### PROBLEM REQUIREMENTS
Quote each of the rows below word for word, leaving out the pictures.

[Image object location rows]
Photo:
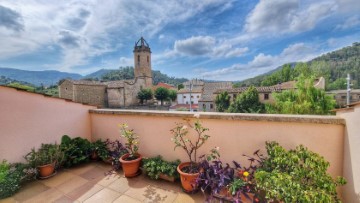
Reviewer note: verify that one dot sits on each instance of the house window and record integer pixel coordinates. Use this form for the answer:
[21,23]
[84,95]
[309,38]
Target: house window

### WRITTEN SOLUTION
Photo:
Reviewer note: verify that one dot sits on each instance of the house window and record integer pixel coordinates. Use this form for the answer:
[21,23]
[84,95]
[309,38]
Target: house window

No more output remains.